__Enunciado 1__. No trecho do documento, qual é o nome da cantiga de capoeira que majaaa tenta entender?

__Trecho do documento__.
# a primeira oferenda minha



## majaaa

hola
tento entender uma cantiga de capoeira, que se chama minha comadre pescador nao morreu.

1)o que nao entendo e a parte primeira, especialmente *A primera oferenda é minha  *(sentido, nao as palavras)

2)e nao sei que pode ser, o quem pode ser Odo-la, e janaina. 
3)tambem nao entendo o sentido de palavra vaidosa aqui.

4)ultima coisa e palabra se ajoelhou, que e?

5)muita obrigada, abraco

*Minha comadre pescador năo morreu 
E a sereia vai ficar sozinha 
Mas se a sereia resolver levar seu pescador 
A primera oferenda é minha *

A tempestade balançou o mar 
E o pescdor se *ajoelhou *com fé 
Ele pediu pra măe Iemanja pra năo deixar 
O seu barco virar na maré 

Sera, meu Deus, que é dia de sorte 
A reza forte fez a chuva para 
Corpo fechado, patua e guia no pescoço 
Ele é filho de Odô Ia 

Mais diz a lenda: *Janaina* é *vaidosa *
E se ela quer, ela vem buscar 
Na lua cheia pescador vem comigo *Odô Ia *
Fazer morada no fundo do mar 

Um canto forte ecoou na aldeia 
E um mais forte magia fez o céu brilhar 
E o pescador ja entrava nas aguas da sereia 
Era o feitiço pra morrer no mar


----------



## Leandro

Well, I'll try to answear what I know....



majaaa said:


> hola
> tento entender uma cantiga de capoeira, que se chama minha comadre pescador nao morreu.
> 
> 1)o que nao entendo e a parte primeira, especialmente *A primera oferenda é minha  *(the first offering is mine)

__Registros de entrada__.
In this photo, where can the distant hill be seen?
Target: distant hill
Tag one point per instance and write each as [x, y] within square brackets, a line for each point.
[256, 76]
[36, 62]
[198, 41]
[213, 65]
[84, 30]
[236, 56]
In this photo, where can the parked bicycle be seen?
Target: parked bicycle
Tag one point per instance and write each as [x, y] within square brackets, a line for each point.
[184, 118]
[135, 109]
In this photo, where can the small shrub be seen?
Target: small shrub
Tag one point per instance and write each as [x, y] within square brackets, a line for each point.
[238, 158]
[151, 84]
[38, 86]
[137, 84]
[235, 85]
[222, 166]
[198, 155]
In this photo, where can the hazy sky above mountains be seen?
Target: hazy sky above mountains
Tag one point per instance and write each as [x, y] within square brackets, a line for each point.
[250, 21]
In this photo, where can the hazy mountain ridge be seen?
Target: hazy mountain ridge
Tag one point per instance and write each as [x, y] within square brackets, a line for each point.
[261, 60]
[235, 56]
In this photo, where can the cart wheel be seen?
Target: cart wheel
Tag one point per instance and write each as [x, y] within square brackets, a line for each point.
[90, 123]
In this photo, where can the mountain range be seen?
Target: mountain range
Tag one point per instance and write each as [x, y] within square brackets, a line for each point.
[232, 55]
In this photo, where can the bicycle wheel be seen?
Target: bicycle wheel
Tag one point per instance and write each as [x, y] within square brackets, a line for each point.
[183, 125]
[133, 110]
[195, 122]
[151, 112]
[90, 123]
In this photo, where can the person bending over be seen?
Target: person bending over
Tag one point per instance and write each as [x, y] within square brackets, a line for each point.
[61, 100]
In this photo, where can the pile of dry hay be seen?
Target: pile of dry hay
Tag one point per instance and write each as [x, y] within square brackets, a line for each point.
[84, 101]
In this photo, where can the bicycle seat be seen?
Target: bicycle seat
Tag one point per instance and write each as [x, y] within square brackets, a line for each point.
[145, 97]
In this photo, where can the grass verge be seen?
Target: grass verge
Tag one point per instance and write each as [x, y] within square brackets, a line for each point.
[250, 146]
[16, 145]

__Enunciado 2__. Reescreva os registros a partir da linha que contém "In this photo, where can the bicycle seat" até o fim deles, substituindo "verge" por "edge" e mantendo todo o resto inalterado.

__Resposta esperada 1__. A cantiga se chama "minha comadre pescador nao morreu".

__Resposta esperada 2__.
In this photo, where can the bicycle seat be seen?
Target: bicycle seat
Tag one point per instance and write each as [x, y] within square brackets, a line for each point.
[145, 97]
In this photo, where can the grass edge be seen?
Target: grass edge
Tag one point per instance and write each as [x, y] within square brackets, a line for each point.
[250, 146]
[16, 145]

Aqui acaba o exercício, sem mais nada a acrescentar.